> Extrait à lire

________________________

Leurs coeurs bougent comme leurs portes . Olivier Kaeppelin . Avril 2012
L’œuvre actuelle de Sacha Ketoff est une des œuvres graphiques les plus impressionnantes, les plus captivantes du moment.
Impressionnante car quelques soient les techniques qu’il emploie (aquarelle, mine de plomb, crayon de couleur) il les maîtrise brillamment, non pas par goût de l’artifice, mais parce qu’elles sont par rapport à son propos, si justes, qu’elles incarnent profondément, avant tout langage, le sens qu’il désire. Grâce à elles, nous sommes au cœur de l’art, ici l’expression n’a pas besoin d’autres concours.

________________________

> Consignes de l'exercice
1 > Dans le texte sur l'œuvre de Sacha Ketoff, quelles techniques l'artiste emploie-t-il ?
2 > Comment traduire en anglais cette phrase du texte sur l'œuvre de Sacha Ketoff : « L’œuvre actuelle de Sacha Ketoff est une des œuvres graphiques les plus impressionnantes, les plus captivantes du moment. » ?
3 > Poursuivez le texte sur l'œuvre de Sacha Ketoff à la suite de sa dernière phrase.

Données extraites d'une collection
________________________

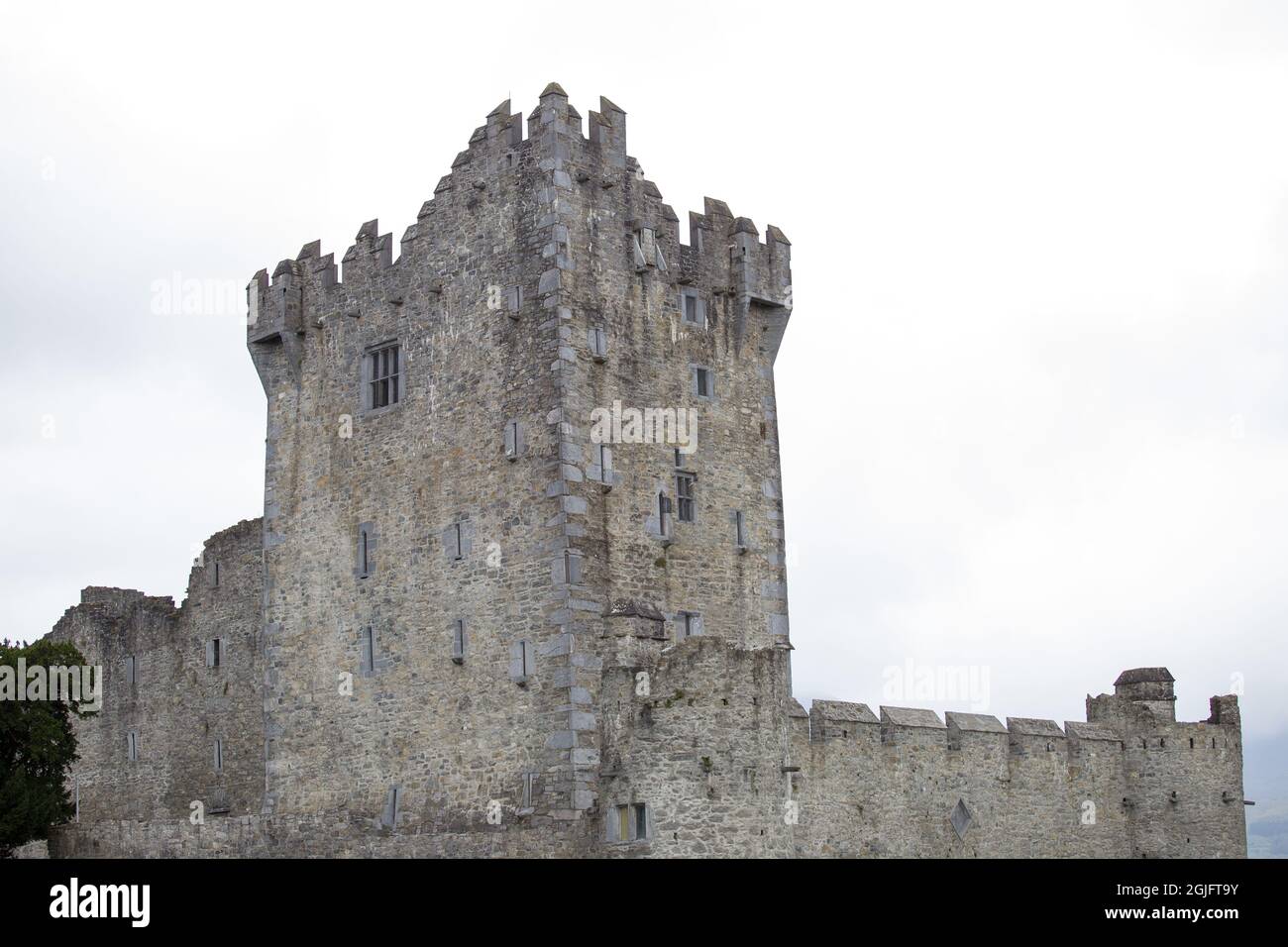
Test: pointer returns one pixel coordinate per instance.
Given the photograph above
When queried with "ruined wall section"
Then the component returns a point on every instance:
(176, 705)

________________________

> Réponses aux consignes
1 > L'aquarelle, la mine de plomb et le crayon de couleur.

2 > Sacha Ketoff's current work is one of the most impressive, most captivating graphic works of the moment.

3 >
Captivante car le dessein de Sacha Ketoff, – utilisant des «héritages » classiques évoquant Dürer, Andrew Wyeth ou des manières très indépendantes : la figuration libre, la bande dessinée – est de faire vivre un personnage de notre temps : le gueux, l’homme perdu des villes, l’anonyme frappé par le destin qui ne cesse, cependant de croire en sa qualité unique, ne cesse d’être porteur d’utopies qui l’égalise aux personnages mythologiques, aux « perdants magnifiques » dont on dira plus tard qu’ils sont les héros de notre siècle.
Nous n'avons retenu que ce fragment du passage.